## Passage shown
TopNPackages

From PCTeXWiki

Contents

Which LaTeX packages are most used?

(with some real data on which packages are most used)

The problem

The LaTeX distribution has more than 2,000 classes and styles (1). These classes and styles provide easy ways for a LaTeX user to change the appearance of a document and to add useful new commands. These LaTeX add-ons exist as files and are loaded automatically by your LaTeX system. For example, if your document contains the command

 \usepackage{SIunits} % format scientific units

your LaTeX system will locate the file SIunits.sty and include it as part of your document.

But before you decided to use SIunits you might have looked in the TeX Catalogue and noticed that there were several packages that format scientific units. Which one should you use? Which ones are most current?

Another way to look at the problem is from the point of view of a LaTeX distribution maintainer who wants to document useful aspects of LaTeX packages. For example, PCTeX and other distributions provide the user with an easy way to configure options in classes and styles. Since it will take some time to document each package, it's best to work first on those that are used most. So again the problem is, which packages are most commonly used?

Current methods

Below are some of the methods LaTeX users can employ to choose packages:

LaTeX guides - If you own a LaTeX guide, there are usually directions included for composing various types of documents. The guide will include sample files or templates that reference LaTeX packages. Often the indexes to these guides will contain useful packages.

The TeX Catalogue (http://texcatalogue.sarovar.org/) - an online reference to all LaTeX and other packages, with more than 3,200 entries. There is also a useful Topical index of packages.

Comprehensive TeX Archive Network (http://ctan.org/ CTAN) - the complete TeX archive with an online search tool. This may be difficult to use for the casual LaTeX user.

A real life way to determine commonly-used packages

In mid-2007 Personal TeX, Inc. began a project to offer documentation on the most commonly used LaTeX packages. The first phase of this project was to present dialogs from within the PCTeX GUI to help users configure options for documentclasses and packages (for example, the article class, the hyperref package, etc.), and also provide an easy way to view the available documentation for each class or package.

We needed a way to determine which packages were most used so that we could begin documenting these first. Initially, we choose a set of packages that seemed to be most commonly used. We identified about 20 packages and then provided the necessary documentation so that users could configure options and display documentation.

For the next phase of the project we needed to know which of the remaining 2,000+ classes and packages were most worth documenting. We found a way to determine exactly which packages PCTeX users employed most.

PCTeX, like other LaTeX distributions, uses a just-in-time method to load packages from an online archive. For example, when a user writes the following in a document

	\documentclass{beamer}

LaTeX looks for the appropriate package files in the local archive, which is kept on the user's system. If beamer.cls is installed locally, the LaTeX system continues formatting the document. Otherwise, PCTeX will automatically download this package from an online archive and install it in the user's system.

[Source records]

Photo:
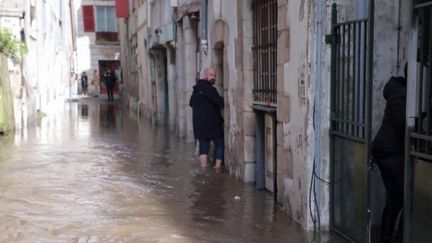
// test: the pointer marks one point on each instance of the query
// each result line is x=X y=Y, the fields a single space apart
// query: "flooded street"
x=90 y=172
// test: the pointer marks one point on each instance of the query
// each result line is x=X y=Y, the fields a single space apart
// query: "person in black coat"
x=388 y=152
x=110 y=80
x=84 y=83
x=206 y=106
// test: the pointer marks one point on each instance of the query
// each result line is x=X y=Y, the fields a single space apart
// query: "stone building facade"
x=98 y=39
x=42 y=75
x=276 y=136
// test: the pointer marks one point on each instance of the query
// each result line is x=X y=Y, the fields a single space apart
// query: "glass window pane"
x=111 y=20
x=100 y=19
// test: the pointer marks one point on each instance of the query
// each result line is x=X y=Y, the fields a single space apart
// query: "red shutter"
x=88 y=18
x=122 y=9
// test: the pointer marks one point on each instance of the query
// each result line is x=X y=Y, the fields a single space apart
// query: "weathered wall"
x=89 y=51
x=294 y=128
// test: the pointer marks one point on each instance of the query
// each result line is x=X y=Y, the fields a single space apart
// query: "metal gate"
x=418 y=191
x=350 y=131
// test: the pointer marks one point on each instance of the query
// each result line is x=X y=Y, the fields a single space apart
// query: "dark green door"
x=350 y=131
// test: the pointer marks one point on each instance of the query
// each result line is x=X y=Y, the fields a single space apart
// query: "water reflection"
x=84 y=111
x=208 y=202
x=108 y=115
x=90 y=174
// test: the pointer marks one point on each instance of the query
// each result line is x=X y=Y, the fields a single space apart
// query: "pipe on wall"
x=203 y=20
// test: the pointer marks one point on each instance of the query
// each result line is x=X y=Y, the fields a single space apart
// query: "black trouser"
x=392 y=173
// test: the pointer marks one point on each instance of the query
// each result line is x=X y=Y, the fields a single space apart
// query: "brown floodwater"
x=90 y=171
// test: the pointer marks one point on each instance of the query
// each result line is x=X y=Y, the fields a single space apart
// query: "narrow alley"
x=89 y=171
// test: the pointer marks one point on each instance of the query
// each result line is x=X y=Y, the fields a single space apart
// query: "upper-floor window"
x=102 y=20
x=105 y=19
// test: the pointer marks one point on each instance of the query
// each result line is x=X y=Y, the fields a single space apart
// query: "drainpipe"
x=317 y=110
x=203 y=18
x=399 y=28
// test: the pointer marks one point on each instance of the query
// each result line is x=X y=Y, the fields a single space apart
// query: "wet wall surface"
x=92 y=172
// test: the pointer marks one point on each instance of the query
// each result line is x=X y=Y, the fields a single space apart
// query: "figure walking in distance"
x=110 y=80
x=96 y=82
x=206 y=105
x=84 y=83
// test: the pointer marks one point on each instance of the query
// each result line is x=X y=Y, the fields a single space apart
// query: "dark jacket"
x=390 y=138
x=206 y=104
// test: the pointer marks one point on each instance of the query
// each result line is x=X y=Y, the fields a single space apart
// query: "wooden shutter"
x=88 y=18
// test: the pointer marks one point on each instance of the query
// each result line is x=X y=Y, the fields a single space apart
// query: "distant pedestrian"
x=110 y=81
x=96 y=82
x=388 y=151
x=206 y=105
x=84 y=83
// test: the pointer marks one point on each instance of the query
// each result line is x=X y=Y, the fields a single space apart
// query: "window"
x=88 y=18
x=105 y=19
x=106 y=25
x=264 y=50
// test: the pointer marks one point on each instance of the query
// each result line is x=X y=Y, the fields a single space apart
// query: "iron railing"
x=264 y=50
x=421 y=136
x=349 y=79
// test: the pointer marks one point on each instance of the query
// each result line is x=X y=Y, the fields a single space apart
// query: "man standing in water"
x=206 y=105
x=388 y=150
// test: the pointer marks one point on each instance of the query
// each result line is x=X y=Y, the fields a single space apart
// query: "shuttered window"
x=106 y=19
x=88 y=18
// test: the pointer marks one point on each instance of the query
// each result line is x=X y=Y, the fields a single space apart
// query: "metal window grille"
x=421 y=137
x=350 y=79
x=264 y=50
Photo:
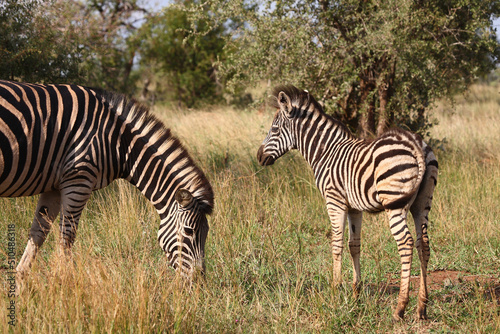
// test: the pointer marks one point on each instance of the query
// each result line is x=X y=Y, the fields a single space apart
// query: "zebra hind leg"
x=337 y=219
x=355 y=218
x=420 y=211
x=47 y=209
x=404 y=240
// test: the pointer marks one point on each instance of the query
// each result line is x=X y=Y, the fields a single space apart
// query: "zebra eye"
x=188 y=230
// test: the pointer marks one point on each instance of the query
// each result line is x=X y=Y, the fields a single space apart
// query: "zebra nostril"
x=264 y=159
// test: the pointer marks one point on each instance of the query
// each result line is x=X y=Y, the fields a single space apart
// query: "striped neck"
x=317 y=133
x=153 y=160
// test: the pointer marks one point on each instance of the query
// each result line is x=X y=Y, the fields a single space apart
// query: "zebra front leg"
x=337 y=218
x=47 y=209
x=420 y=211
x=73 y=199
x=355 y=218
x=404 y=240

## Given problem 1
Summarize the page on commonly used LaTeX packages in three sentences.
## Given problem 2
Reproduce word for word the part of the page on commonly used LaTeX packages that runs from "LaTeX guides - If" up to and including "casual LaTeX user.".

## Complete output 1
LaTeX offers more than 2,000 classes and styles, so both users choosing among similar packages and distribution maintainers deciding what to document first need to know which packages are most commonly used. Users can currently choose packages with the help of LaTeX guides, the TeX Catalogue, or the Comprehensive TeX Archive Network, though the last may be difficult for casual users. In mid-2007 Personal TeX, Inc. began documenting packages, starting with about 20 that seemed most common, and then found a way to determine exactly which packages PCTeX users employed most, with PCTeX automatically downloading from an online archive any package not installed locally.

## Complete output 2
LaTeX guides - If you own a LaTeX guide, there are usually directions included for composing various types of documents. The guide will include sample files or templates that reference LaTeX packages. Often the indexes to these guides will contain useful packages.

The TeX Catalogue (http://texcatalogue.sarovar.org/) - an online reference to all LaTeX and other packages, with more than 3,200 entries. There is also a useful Topical index of packages.

Comprehensive TeX Archive Network (http://ctan.org/ CTAN) - the complete TeX archive with an online search tool. This may be difficult to use for the casual LaTeX user.